WHAT NEEDS TO BE DONE ▸
Produce an exact copy of the lines from the line containing "spire in the photo above." through the last line of the listing below, both ends included, and nothing else.
━━━━━ SOURCE DATA ━━━━━
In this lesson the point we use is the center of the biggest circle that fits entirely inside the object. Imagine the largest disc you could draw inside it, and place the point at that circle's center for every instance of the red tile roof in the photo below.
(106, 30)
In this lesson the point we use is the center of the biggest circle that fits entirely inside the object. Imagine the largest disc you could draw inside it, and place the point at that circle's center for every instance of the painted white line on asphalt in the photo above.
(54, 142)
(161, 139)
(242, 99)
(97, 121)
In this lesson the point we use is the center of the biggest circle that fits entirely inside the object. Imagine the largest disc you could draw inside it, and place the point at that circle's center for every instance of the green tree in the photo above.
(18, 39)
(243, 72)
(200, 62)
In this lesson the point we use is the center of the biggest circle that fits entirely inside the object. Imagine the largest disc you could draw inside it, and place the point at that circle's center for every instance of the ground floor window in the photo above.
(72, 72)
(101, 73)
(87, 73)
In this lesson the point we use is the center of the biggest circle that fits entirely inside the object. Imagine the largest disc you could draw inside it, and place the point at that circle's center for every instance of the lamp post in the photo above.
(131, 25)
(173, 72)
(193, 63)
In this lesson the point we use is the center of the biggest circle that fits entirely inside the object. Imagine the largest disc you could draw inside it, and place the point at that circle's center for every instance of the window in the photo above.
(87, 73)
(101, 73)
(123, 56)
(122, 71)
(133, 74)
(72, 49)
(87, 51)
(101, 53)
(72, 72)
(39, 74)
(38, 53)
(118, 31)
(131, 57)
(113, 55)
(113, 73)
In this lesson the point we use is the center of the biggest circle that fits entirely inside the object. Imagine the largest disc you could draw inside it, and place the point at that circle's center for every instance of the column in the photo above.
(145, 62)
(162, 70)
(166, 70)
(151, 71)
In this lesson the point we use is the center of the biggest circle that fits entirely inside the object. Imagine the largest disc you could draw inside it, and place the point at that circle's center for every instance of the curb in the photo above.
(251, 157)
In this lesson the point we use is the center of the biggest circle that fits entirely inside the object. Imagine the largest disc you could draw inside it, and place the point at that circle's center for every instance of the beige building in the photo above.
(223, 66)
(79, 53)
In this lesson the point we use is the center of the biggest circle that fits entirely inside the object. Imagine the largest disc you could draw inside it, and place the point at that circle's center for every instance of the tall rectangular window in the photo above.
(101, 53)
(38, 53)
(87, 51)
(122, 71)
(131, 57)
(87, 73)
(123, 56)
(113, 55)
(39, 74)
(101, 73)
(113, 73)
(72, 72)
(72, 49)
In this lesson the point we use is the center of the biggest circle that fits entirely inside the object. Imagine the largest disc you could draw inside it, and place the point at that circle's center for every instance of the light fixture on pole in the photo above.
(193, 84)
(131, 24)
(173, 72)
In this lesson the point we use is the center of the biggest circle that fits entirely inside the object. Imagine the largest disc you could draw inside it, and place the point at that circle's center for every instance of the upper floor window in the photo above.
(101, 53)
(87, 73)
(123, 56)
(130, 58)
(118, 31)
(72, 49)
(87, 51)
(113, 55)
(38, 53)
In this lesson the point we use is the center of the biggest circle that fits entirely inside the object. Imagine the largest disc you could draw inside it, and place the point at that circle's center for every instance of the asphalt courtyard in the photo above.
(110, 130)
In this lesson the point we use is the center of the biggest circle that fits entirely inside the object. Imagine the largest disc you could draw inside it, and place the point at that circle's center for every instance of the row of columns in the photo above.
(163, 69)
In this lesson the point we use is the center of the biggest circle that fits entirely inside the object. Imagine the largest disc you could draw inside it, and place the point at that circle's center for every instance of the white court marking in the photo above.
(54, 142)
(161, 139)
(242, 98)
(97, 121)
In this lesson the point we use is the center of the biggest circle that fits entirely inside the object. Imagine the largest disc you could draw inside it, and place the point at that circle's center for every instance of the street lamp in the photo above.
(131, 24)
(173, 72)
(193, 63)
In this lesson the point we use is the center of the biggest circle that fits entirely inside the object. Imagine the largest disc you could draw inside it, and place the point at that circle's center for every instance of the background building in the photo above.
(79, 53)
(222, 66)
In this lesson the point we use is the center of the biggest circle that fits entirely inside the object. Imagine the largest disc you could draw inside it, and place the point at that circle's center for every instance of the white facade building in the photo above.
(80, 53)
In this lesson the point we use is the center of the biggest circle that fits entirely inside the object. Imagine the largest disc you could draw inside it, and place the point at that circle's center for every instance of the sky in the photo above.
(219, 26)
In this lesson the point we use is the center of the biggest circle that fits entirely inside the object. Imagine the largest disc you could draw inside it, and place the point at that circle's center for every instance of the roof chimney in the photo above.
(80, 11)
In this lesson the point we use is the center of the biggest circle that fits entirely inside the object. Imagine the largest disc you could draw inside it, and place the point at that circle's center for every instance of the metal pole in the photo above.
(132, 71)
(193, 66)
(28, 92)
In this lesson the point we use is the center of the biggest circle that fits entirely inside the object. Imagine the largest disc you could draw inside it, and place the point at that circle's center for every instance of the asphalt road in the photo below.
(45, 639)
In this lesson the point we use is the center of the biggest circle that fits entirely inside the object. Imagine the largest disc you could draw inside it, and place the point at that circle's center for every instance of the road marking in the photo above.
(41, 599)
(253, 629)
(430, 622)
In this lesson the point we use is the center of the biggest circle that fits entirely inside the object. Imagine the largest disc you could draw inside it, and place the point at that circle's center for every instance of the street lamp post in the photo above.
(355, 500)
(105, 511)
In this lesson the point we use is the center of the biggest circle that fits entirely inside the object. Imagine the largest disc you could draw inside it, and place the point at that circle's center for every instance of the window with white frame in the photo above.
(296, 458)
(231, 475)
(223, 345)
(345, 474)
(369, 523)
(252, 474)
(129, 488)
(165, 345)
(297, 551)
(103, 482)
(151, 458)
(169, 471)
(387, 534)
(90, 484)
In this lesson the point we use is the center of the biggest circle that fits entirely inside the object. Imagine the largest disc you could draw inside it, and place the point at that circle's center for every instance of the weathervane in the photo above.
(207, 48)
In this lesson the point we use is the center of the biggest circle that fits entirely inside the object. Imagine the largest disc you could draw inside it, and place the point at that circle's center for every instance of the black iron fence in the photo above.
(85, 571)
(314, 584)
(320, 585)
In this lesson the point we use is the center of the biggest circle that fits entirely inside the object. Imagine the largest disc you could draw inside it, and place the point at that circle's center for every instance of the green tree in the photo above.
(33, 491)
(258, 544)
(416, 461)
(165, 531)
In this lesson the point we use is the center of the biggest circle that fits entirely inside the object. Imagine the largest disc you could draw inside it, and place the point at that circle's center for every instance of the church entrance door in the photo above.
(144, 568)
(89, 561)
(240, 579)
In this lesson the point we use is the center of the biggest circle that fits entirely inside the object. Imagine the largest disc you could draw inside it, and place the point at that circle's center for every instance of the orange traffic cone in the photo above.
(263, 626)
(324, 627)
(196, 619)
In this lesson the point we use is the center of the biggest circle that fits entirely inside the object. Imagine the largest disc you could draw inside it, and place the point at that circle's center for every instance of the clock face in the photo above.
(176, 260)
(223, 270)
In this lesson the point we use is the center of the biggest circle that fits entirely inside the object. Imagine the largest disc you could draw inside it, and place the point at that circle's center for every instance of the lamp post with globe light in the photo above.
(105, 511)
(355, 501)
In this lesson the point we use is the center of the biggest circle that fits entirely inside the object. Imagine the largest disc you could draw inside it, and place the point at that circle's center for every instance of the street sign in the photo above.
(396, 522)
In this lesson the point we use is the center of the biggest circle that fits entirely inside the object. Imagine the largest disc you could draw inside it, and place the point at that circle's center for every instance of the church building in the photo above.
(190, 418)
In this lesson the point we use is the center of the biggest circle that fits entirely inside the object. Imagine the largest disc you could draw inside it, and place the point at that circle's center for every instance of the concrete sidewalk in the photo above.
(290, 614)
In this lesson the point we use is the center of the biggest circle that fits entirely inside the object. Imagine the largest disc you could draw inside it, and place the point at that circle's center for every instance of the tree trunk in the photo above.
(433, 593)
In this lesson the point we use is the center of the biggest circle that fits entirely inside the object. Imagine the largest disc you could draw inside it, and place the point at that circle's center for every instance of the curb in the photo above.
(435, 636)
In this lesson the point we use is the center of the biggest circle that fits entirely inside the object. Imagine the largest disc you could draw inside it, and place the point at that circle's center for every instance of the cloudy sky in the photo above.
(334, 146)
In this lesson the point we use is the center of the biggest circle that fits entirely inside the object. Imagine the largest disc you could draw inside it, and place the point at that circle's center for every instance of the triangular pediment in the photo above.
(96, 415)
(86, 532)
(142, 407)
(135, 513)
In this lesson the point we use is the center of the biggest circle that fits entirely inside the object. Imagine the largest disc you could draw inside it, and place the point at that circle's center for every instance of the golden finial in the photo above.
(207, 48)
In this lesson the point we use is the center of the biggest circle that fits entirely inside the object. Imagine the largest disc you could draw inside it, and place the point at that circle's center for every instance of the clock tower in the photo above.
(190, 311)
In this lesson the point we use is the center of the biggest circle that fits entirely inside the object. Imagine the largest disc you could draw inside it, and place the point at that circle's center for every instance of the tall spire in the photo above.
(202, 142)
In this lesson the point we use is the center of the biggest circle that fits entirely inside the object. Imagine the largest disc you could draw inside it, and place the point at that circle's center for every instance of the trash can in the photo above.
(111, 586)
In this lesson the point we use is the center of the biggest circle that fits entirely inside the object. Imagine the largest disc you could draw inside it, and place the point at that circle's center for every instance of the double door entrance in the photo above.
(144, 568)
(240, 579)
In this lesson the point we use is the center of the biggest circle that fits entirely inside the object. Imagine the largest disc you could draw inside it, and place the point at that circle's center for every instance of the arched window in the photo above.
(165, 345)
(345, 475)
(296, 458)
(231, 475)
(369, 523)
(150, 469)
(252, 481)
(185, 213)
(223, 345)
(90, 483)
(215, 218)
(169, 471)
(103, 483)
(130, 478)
━━━━━
TASK RESULT ▸
In this lesson the point we use is the center of the biggest circle that fits entirely inside the object. Imagine the largest disc you could draw inside it, and place the point at that circle's center for every instance of the tall spire in the photo above.
(202, 142)
In this lesson the point we use is the center of the biggest circle that fits entirely inside the object. Imagine the largest disc you could draw inside it, and place the point at that circle's center for every instance of the trash can in the photo above.
(111, 586)
In this lesson the point we use is the center of the biggest circle that fits entirely inside the object. Imagine the largest disc you could draw inside it, and place the point at that circle's center for every instance of the double door entrance in the photo above.
(144, 568)
(240, 579)
In this lesson the point we use is the center of the biggest circle that fits entirely inside the object. Imagine the largest disc you could draw inside it, and place the point at that circle's center for every instance of the arched window in the photo above.
(165, 345)
(345, 475)
(296, 458)
(231, 475)
(369, 523)
(150, 469)
(252, 481)
(185, 213)
(223, 345)
(90, 483)
(215, 218)
(169, 471)
(103, 483)
(130, 478)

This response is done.